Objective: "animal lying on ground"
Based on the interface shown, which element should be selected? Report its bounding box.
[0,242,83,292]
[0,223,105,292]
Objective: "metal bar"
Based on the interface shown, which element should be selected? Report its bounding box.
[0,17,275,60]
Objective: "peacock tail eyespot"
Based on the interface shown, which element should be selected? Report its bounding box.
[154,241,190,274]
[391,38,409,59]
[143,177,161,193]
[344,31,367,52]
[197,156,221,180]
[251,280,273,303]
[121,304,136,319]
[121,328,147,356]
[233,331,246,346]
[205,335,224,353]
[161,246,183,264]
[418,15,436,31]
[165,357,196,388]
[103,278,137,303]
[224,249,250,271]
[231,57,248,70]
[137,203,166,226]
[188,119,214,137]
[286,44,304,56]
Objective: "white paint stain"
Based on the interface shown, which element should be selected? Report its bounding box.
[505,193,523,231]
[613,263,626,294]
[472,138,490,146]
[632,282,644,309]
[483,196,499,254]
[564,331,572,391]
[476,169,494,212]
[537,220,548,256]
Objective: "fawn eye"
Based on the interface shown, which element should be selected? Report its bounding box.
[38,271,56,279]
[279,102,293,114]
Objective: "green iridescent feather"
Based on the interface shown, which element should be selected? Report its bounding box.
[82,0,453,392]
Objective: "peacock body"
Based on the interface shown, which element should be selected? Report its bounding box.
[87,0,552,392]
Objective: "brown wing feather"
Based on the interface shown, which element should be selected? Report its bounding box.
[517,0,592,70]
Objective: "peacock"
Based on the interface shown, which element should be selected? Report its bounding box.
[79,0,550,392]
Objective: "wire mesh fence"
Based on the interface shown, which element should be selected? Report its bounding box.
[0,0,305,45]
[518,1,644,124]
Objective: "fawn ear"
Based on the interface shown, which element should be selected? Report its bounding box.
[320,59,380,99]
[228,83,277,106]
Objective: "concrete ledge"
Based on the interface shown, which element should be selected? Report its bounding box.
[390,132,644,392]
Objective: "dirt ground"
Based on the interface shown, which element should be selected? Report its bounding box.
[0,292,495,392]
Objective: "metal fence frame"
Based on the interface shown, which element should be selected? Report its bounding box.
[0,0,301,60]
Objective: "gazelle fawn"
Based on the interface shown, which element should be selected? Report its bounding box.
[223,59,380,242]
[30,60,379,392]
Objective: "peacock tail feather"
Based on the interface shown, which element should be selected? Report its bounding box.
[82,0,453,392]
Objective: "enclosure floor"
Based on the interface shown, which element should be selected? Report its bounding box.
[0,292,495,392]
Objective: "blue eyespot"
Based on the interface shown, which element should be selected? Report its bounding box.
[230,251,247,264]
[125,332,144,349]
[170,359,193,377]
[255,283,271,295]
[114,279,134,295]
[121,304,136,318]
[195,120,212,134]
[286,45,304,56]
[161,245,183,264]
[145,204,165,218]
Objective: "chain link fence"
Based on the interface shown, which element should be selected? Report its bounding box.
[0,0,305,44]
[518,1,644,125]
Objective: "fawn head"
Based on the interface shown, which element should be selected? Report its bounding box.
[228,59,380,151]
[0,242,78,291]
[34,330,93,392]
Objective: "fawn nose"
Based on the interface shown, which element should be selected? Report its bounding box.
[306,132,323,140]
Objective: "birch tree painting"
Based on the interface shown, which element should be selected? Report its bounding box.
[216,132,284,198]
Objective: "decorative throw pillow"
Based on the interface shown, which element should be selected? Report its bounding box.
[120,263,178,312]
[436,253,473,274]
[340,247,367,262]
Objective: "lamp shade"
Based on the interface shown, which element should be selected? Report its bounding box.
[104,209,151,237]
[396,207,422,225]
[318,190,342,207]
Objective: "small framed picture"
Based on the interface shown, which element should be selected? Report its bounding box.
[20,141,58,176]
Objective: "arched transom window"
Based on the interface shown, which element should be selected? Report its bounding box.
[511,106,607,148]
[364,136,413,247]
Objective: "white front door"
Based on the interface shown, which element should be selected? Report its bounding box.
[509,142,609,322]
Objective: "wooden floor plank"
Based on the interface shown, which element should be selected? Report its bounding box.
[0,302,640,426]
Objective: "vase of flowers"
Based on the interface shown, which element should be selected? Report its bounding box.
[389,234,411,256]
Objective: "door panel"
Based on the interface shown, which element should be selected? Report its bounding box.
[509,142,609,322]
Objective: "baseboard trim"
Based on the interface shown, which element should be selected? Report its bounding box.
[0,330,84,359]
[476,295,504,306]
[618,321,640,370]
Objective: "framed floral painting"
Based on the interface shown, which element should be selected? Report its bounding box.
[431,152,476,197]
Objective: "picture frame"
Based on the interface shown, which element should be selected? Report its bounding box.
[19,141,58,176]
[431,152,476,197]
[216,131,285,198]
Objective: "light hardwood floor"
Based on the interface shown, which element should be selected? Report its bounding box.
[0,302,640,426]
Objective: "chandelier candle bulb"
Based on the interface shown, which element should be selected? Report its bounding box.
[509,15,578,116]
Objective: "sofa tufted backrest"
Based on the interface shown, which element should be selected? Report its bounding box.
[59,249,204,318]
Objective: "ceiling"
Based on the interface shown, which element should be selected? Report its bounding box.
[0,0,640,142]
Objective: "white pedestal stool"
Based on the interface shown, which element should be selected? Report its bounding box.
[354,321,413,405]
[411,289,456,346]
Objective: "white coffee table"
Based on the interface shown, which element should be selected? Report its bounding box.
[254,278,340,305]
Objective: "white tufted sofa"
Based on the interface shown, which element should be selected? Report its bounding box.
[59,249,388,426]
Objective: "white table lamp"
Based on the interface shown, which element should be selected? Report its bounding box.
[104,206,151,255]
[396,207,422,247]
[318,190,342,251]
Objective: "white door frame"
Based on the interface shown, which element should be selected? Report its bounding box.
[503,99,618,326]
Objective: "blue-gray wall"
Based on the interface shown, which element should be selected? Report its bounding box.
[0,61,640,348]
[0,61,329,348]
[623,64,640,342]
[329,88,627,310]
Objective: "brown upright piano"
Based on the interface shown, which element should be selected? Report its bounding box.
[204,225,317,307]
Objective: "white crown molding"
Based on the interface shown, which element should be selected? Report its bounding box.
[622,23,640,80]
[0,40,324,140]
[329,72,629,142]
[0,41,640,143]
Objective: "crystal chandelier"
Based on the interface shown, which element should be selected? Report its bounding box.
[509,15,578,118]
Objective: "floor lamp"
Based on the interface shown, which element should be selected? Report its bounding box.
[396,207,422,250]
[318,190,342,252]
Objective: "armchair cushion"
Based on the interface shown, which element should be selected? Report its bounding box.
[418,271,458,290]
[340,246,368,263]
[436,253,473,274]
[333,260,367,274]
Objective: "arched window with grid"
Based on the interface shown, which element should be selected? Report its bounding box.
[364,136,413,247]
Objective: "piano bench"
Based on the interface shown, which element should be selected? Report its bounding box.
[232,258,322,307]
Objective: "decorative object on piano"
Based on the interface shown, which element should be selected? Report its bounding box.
- - -
Identify every line of the records that contains the word "framed" and copy each of those lines.

Objective: "small framed picture"
Objective: "framed floral painting"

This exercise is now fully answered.